[DIRECTIVE] Output the line containing "beige wall panel." and all subsequent lines of the listing below, copied exactly, with no other lines.
== == ==
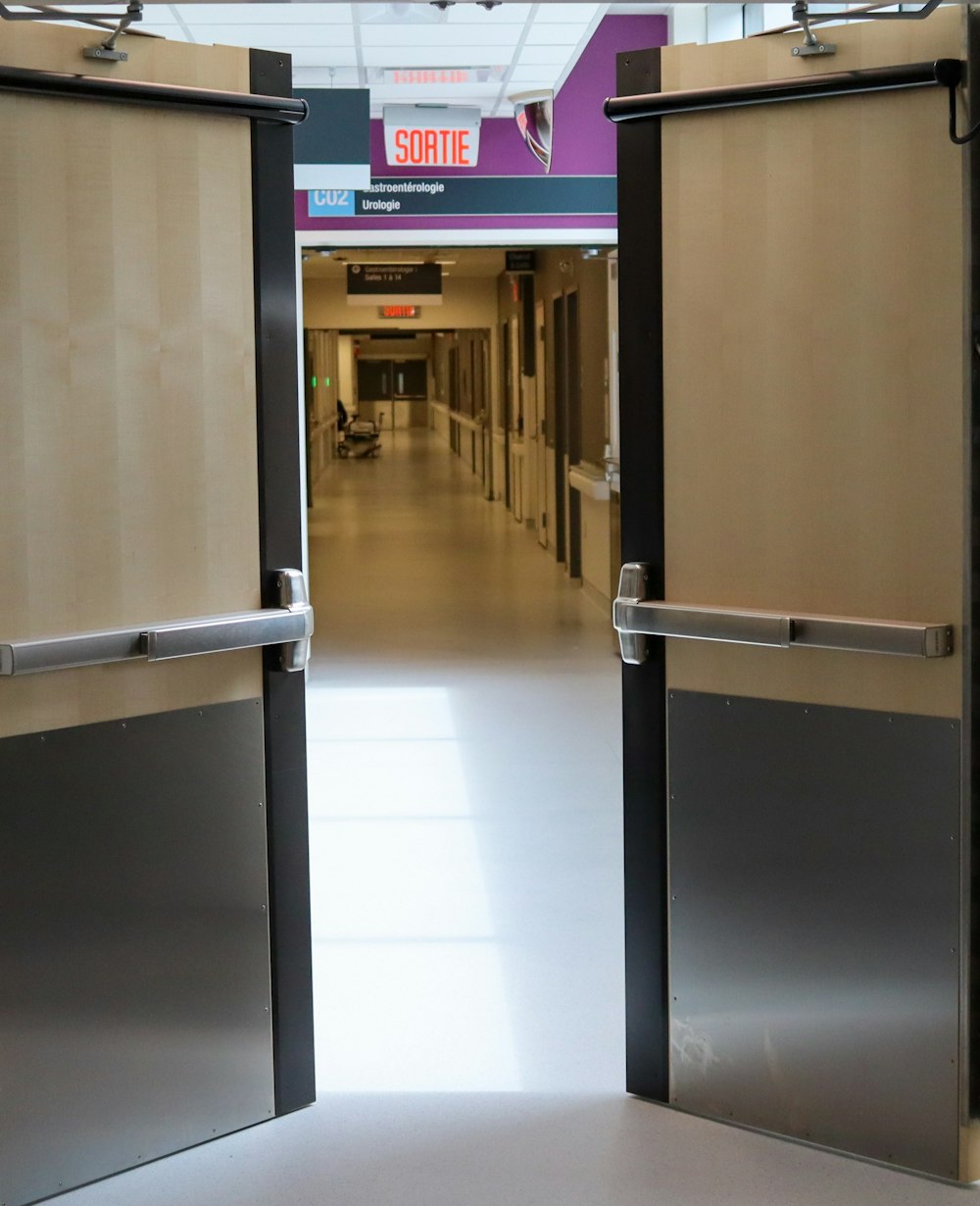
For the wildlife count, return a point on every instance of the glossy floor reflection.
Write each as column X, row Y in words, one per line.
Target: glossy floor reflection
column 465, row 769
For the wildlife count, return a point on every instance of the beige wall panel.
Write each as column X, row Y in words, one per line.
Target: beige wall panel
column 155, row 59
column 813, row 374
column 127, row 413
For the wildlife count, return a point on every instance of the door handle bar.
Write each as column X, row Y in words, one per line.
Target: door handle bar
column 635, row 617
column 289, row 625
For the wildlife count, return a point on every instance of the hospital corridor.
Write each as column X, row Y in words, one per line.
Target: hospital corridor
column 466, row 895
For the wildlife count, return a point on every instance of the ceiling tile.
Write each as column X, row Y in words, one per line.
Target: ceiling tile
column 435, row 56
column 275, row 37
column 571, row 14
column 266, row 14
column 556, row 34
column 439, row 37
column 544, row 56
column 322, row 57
== == ==
[SOLVED EXERCISE]
For the wildlife count, return a point on every instance of the beige wall panel.
Write each as column X, row Y in words, one per line.
Target: beige wall panel
column 155, row 59
column 813, row 374
column 127, row 413
For the wildlife count, return a point on every instance of the door handle bar.
Write each as column X, row Y in words, one per line.
Target: door handle bar
column 635, row 617
column 289, row 625
For the wildlife count, return a point on every instance of the hospital corridor.
Write each as column X, row Y in words, one per line.
Target: hospital corridor
column 466, row 895
For the wildlife count, return a point on every instance of the ceiling tile.
Write each as column X, row Y in words, one per line.
Target: ceiling tile
column 435, row 56
column 275, row 37
column 571, row 14
column 266, row 14
column 556, row 34
column 439, row 37
column 544, row 56
column 322, row 57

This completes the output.